(Entries taken from a collection)
=== Begin Enclosure ===

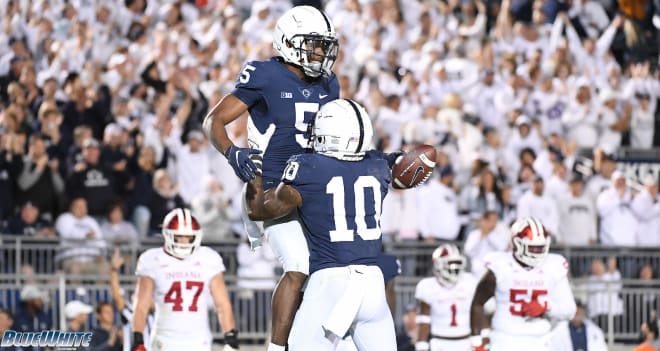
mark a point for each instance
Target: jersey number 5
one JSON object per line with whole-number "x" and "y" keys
{"x": 174, "y": 296}
{"x": 336, "y": 188}
{"x": 519, "y": 296}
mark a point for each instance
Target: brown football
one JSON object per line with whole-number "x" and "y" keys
{"x": 414, "y": 167}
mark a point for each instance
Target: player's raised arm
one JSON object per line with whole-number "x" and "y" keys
{"x": 485, "y": 290}
{"x": 423, "y": 321}
{"x": 145, "y": 291}
{"x": 223, "y": 113}
{"x": 272, "y": 203}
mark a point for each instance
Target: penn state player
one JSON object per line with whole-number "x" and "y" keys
{"x": 391, "y": 267}
{"x": 180, "y": 279}
{"x": 530, "y": 287}
{"x": 338, "y": 192}
{"x": 444, "y": 303}
{"x": 281, "y": 95}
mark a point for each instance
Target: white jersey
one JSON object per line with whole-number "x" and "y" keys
{"x": 181, "y": 291}
{"x": 547, "y": 283}
{"x": 450, "y": 306}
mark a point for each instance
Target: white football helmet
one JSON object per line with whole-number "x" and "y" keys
{"x": 448, "y": 264}
{"x": 531, "y": 242}
{"x": 180, "y": 222}
{"x": 302, "y": 30}
{"x": 342, "y": 129}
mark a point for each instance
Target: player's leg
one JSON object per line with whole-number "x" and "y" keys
{"x": 323, "y": 290}
{"x": 450, "y": 345}
{"x": 290, "y": 246}
{"x": 346, "y": 344}
{"x": 374, "y": 330}
{"x": 252, "y": 228}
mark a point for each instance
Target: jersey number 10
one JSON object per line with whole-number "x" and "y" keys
{"x": 336, "y": 188}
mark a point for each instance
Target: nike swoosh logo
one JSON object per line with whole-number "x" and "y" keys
{"x": 418, "y": 171}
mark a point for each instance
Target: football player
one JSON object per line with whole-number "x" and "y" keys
{"x": 530, "y": 287}
{"x": 338, "y": 192}
{"x": 178, "y": 279}
{"x": 444, "y": 303}
{"x": 282, "y": 95}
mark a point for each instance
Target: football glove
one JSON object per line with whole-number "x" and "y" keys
{"x": 534, "y": 309}
{"x": 231, "y": 340}
{"x": 138, "y": 342}
{"x": 239, "y": 160}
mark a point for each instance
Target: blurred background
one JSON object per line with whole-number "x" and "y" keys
{"x": 537, "y": 107}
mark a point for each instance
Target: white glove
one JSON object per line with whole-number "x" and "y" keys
{"x": 259, "y": 141}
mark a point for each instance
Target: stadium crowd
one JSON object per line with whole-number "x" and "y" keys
{"x": 101, "y": 106}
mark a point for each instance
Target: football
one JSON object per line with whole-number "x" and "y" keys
{"x": 414, "y": 167}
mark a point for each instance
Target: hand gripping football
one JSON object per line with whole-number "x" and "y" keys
{"x": 414, "y": 167}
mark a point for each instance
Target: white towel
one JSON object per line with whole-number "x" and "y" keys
{"x": 345, "y": 310}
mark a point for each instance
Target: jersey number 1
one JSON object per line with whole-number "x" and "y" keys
{"x": 336, "y": 188}
{"x": 174, "y": 296}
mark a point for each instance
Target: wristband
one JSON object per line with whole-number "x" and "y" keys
{"x": 422, "y": 346}
{"x": 485, "y": 333}
{"x": 138, "y": 338}
{"x": 476, "y": 341}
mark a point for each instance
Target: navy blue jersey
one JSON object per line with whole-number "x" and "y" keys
{"x": 276, "y": 95}
{"x": 390, "y": 266}
{"x": 341, "y": 206}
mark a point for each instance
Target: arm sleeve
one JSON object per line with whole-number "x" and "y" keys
{"x": 250, "y": 82}
{"x": 145, "y": 266}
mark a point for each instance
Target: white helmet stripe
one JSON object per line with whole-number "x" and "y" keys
{"x": 327, "y": 21}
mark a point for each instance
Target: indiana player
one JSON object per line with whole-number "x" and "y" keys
{"x": 281, "y": 95}
{"x": 338, "y": 192}
{"x": 178, "y": 279}
{"x": 444, "y": 303}
{"x": 530, "y": 288}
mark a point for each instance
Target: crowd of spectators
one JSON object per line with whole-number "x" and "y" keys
{"x": 101, "y": 105}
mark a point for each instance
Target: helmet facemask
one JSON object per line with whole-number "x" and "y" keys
{"x": 178, "y": 225}
{"x": 531, "y": 242}
{"x": 448, "y": 264}
{"x": 177, "y": 247}
{"x": 449, "y": 270}
{"x": 342, "y": 130}
{"x": 316, "y": 53}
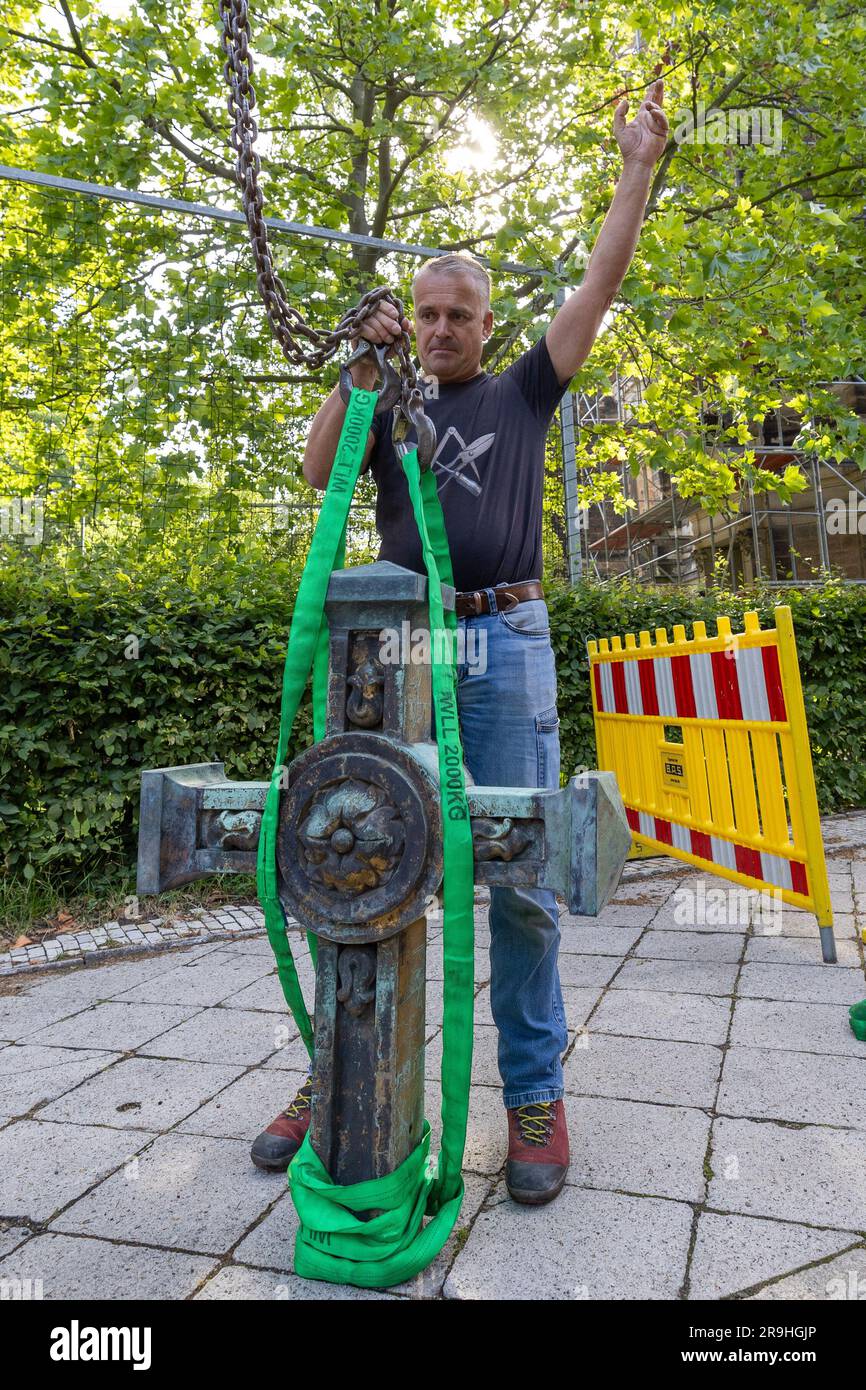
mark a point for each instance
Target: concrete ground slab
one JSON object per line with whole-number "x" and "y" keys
{"x": 651, "y": 1014}
{"x": 31, "y": 1075}
{"x": 142, "y": 1093}
{"x": 45, "y": 1166}
{"x": 644, "y": 1069}
{"x": 809, "y": 1175}
{"x": 585, "y": 1246}
{"x": 802, "y": 1087}
{"x": 188, "y": 1191}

=== End Enclosure ===

> _EXERCISE BRIEF_
Word for word, restate the lines of the data above that fall between the line holding "Target: white towel" and the line holding "Target: wristband", inclusive, and no other lines.

> _YOUR RESPONSE_
Target: white towel
one JSON object per line with whole-number "x" and "y" keys
{"x": 345, "y": 310}
mark a point for each instance
Target: jersey number 1
one JSON object per line with whole-number "x" and "y" keys
{"x": 336, "y": 188}
{"x": 174, "y": 296}
mark a point for each instance
Target: wristband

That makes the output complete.